§ **DATA TO PROCESS**:

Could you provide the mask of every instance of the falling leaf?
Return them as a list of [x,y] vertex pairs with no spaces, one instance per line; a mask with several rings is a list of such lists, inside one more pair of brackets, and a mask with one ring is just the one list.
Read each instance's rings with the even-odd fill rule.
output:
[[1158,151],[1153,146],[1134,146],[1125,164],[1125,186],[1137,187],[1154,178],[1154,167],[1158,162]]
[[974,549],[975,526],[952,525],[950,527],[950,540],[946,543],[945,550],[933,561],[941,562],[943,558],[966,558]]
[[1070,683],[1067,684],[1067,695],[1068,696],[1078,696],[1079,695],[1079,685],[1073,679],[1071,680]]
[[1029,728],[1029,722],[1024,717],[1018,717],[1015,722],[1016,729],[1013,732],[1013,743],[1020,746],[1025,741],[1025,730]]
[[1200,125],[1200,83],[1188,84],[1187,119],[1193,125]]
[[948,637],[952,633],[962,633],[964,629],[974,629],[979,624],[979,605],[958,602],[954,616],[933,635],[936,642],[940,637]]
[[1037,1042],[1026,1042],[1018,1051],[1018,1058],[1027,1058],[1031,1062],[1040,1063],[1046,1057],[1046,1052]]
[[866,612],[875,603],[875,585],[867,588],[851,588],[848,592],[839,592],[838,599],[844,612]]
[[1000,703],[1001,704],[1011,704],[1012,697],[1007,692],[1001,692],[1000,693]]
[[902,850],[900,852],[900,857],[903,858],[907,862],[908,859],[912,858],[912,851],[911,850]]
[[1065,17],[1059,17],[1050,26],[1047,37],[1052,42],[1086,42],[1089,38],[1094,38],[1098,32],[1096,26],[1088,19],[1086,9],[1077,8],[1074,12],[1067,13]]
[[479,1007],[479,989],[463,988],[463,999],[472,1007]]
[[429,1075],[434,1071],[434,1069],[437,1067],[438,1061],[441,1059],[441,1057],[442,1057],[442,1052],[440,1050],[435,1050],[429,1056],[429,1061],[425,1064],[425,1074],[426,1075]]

§ **WHAT IS BEING ASKED**: Each entry needs to be copied out exactly.

§ **EXERCISE OUTPUT**:
Could you provide the mask of every instance of the falling leaf?
Return them as a list of [x,y] vertex pairs with no spaces, one instance per line; a mask with several rings is a list of such lists, inside one more pair of brackets, and a mask with one ring is just the one list.
Read each instance's rings with the even-odd fill rule.
output:
[[1158,151],[1153,146],[1134,146],[1125,164],[1125,186],[1137,187],[1154,178],[1154,167],[1158,162]]
[[974,549],[975,526],[952,525],[950,527],[950,540],[946,543],[945,550],[933,561],[941,562],[943,558],[966,558]]
[[1070,683],[1067,684],[1067,695],[1068,696],[1078,696],[1079,695],[1079,685],[1073,679],[1071,680]]
[[1029,728],[1029,722],[1024,717],[1018,717],[1015,722],[1016,729],[1013,732],[1013,743],[1020,746],[1025,741],[1025,730]]
[[1200,125],[1200,83],[1188,84],[1187,119],[1193,125]]
[[948,637],[952,633],[962,633],[964,629],[974,629],[979,624],[979,605],[958,602],[954,616],[933,635],[936,642],[940,637]]
[[1037,1042],[1026,1042],[1018,1051],[1018,1058],[1027,1058],[1031,1062],[1040,1063],[1046,1057],[1046,1052]]
[[866,612],[875,603],[875,585],[867,588],[851,588],[848,592],[839,592],[838,599],[844,612]]
[[1000,703],[1001,704],[1011,704],[1012,697],[1007,692],[1001,692],[1000,693]]
[[902,850],[900,852],[900,857],[903,858],[907,862],[908,859],[912,858],[912,851],[911,850]]
[[1065,17],[1059,17],[1050,26],[1047,37],[1052,42],[1086,42],[1089,38],[1094,38],[1098,32],[1096,26],[1088,19],[1086,9],[1077,8],[1074,12],[1067,13]]
[[479,1007],[479,989],[463,988],[463,999],[472,1007]]
[[429,1075],[434,1071],[434,1069],[437,1067],[438,1061],[441,1059],[441,1057],[442,1057],[442,1052],[440,1050],[435,1050],[429,1056],[429,1061],[425,1064],[425,1074],[426,1075]]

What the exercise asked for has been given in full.